» REQUIRED WORK:
**A.** In the bitmap namespace discussion, how are in-memory bitmaps always referred to?
**B.** Output, word for word, the passage of the bitmap namespace discussion that opens with the words containing "To clarify, I" and closes with "for different nodes.".

» GIVEN TEXT:

Great! I promise I do like the series overall even if I had a
book-length comment about it :)

>>
>> (8) Namespaces
>>
>> Stefan also asked me about the bitmap namespaces -- in-memory of course,
>> each node can have their own "bitmap0" without any collisions because
>> all bitmaps are always referred to by their (bs,name) pair.
>>
>> How do we address bitmaps inside a file, though?
>>
>> If any given bitmap containing .qcow2 file can store an arbitrary number
>> of bitmaps intended for an arbitrary number of destinations, how do we
>> handle this?
>>
>> EXAMPLE:
>> -dirty-bitmap name=bitmap0,drive=drive0,file=bitmaps.qcow2
>> -dirty-bitmap name=bitmap0,drive=drive1,file=bitmaps.qcow2
>>
>> I think this might currently do very funky things, if bitmaps.qcow2 is
>> currently empty -- I think both calls will succeed, but it will fail
>> later when it tries to store them and cannot.
>>
>> I think we need to do one of two things:
>>
>> (A) Keep the namespace inside of a .qcow2 file as it is now, but ALWAYS
>> check up front if a bitmap *can* be added to the file. This way we don't
>> run into problems after we've dirtied the bitmap.
>>

To clarify, I meant "every bitmap name inside of a file is unique. Check
to make sure it is possible to store a new bitmap upon its creation."

>> (B) Find a way to accommodate bitmaps with the same names that were
>> intended for different nodes.

» GIVEN ENTRIES:
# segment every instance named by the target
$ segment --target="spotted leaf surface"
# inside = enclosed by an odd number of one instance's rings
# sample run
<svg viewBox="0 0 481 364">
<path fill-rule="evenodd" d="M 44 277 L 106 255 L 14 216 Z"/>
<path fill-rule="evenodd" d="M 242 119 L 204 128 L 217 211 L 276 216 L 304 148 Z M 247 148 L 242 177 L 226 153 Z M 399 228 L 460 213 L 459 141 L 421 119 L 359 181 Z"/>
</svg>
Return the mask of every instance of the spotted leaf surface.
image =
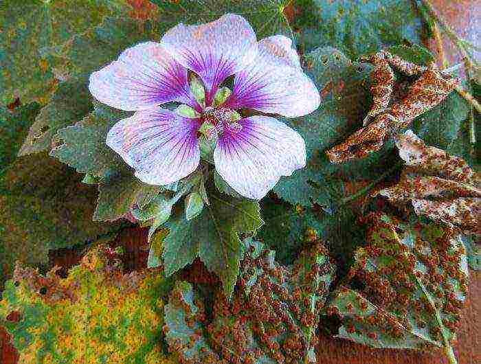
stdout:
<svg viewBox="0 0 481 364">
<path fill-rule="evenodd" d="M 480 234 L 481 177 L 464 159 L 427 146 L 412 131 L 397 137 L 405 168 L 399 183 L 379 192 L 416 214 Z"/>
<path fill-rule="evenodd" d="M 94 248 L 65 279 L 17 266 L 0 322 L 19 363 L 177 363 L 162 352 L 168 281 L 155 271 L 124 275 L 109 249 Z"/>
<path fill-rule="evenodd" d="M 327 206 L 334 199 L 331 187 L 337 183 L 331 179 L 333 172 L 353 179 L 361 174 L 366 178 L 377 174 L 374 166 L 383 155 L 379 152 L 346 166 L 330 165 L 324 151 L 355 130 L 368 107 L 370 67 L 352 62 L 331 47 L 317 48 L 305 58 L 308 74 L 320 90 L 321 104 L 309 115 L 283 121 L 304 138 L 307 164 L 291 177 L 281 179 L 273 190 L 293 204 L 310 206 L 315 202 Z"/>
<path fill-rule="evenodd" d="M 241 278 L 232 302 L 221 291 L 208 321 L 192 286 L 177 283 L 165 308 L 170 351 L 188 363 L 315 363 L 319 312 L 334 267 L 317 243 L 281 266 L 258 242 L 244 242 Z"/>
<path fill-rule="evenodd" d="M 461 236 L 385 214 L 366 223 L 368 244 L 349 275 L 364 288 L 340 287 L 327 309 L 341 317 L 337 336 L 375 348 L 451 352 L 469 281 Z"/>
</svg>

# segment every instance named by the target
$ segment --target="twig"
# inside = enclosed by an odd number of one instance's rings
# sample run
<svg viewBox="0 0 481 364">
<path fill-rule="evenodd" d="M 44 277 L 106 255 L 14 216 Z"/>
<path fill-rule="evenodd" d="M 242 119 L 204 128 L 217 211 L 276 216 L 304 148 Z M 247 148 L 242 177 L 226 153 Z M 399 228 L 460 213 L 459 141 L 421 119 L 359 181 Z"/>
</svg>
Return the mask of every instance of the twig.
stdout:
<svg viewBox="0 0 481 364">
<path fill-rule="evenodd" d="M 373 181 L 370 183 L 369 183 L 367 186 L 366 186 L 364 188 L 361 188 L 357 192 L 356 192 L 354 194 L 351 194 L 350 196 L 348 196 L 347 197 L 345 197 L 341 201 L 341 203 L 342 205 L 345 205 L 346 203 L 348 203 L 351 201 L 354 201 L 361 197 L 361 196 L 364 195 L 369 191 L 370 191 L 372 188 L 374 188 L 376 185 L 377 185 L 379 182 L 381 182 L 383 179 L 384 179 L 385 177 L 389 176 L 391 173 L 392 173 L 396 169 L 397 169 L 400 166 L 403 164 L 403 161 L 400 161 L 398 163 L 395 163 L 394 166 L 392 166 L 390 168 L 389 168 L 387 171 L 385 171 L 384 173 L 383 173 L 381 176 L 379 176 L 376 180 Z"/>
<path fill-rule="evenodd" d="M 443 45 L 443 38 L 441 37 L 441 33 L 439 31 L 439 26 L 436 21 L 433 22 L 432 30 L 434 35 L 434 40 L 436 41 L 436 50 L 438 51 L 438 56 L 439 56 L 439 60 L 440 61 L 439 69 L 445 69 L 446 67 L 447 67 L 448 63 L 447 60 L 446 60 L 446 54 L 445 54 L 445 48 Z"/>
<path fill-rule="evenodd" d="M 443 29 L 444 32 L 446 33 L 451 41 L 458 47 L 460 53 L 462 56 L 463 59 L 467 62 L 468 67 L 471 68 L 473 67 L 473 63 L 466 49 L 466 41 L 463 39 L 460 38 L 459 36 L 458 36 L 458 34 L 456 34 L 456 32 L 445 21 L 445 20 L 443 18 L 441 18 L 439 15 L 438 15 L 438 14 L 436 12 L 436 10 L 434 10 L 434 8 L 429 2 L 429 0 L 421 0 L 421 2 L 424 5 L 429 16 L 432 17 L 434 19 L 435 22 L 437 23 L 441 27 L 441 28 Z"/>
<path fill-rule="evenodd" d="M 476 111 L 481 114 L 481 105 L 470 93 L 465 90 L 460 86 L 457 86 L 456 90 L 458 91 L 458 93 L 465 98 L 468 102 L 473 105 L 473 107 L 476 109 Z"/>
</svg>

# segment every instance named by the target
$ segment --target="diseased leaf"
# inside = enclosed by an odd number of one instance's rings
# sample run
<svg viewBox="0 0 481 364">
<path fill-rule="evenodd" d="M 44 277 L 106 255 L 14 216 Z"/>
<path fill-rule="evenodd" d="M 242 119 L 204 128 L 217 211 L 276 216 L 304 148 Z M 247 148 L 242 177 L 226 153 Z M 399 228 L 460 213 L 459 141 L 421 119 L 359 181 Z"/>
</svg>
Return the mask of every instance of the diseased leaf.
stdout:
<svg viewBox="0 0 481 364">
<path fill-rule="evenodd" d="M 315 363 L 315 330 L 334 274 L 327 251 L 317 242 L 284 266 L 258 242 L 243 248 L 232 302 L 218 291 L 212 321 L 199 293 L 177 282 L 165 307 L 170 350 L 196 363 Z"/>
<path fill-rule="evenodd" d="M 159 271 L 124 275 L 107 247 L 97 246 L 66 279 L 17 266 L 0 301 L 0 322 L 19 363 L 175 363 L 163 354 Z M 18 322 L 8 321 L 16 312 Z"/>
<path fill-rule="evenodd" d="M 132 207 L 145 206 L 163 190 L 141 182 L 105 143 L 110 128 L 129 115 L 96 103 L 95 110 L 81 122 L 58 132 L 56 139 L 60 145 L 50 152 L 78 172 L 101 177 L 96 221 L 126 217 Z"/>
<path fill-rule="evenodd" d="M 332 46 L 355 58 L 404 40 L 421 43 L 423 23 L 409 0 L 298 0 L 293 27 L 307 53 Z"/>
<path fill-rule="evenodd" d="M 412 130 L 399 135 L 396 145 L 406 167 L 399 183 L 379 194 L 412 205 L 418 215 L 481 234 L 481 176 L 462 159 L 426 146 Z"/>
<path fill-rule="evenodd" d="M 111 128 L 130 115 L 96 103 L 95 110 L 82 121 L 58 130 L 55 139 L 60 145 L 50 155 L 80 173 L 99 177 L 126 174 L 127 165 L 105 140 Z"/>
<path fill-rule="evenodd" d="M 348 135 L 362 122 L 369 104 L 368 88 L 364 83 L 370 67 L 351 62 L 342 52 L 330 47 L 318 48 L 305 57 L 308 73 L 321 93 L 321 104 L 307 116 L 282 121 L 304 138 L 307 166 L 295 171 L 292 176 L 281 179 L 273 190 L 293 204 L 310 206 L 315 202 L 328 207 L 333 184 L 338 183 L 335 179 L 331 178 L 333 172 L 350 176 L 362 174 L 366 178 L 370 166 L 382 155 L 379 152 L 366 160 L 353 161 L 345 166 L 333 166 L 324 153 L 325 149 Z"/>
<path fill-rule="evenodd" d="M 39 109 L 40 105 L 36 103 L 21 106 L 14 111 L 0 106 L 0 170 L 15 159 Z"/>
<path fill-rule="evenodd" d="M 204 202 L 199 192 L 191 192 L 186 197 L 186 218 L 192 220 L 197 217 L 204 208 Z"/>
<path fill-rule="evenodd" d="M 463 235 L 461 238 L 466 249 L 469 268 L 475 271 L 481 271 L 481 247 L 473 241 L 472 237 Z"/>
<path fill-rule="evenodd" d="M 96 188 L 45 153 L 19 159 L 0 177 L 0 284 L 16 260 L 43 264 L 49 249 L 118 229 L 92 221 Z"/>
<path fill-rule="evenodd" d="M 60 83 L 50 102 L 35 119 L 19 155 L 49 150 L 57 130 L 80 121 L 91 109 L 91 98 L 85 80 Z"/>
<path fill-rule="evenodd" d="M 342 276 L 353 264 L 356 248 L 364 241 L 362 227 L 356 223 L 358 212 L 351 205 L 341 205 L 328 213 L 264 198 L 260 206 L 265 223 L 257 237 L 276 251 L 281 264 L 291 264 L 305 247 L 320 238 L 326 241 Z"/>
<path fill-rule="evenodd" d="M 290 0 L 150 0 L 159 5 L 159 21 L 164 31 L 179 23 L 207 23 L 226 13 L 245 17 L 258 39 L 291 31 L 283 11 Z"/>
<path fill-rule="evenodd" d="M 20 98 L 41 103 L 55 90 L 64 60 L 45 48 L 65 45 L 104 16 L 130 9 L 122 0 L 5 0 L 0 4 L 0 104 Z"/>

» TASK SOLUTIONS:
**A.** By their (bs,name) pair.

**B.**
To clarify, I meant "every bitmap name inside of a file is unique. Check
to make sure it is possible to store a new bitmap upon its creation."

>> (B) Find a way to accommodate bitmaps with the same names that were
>> intended for different nodes.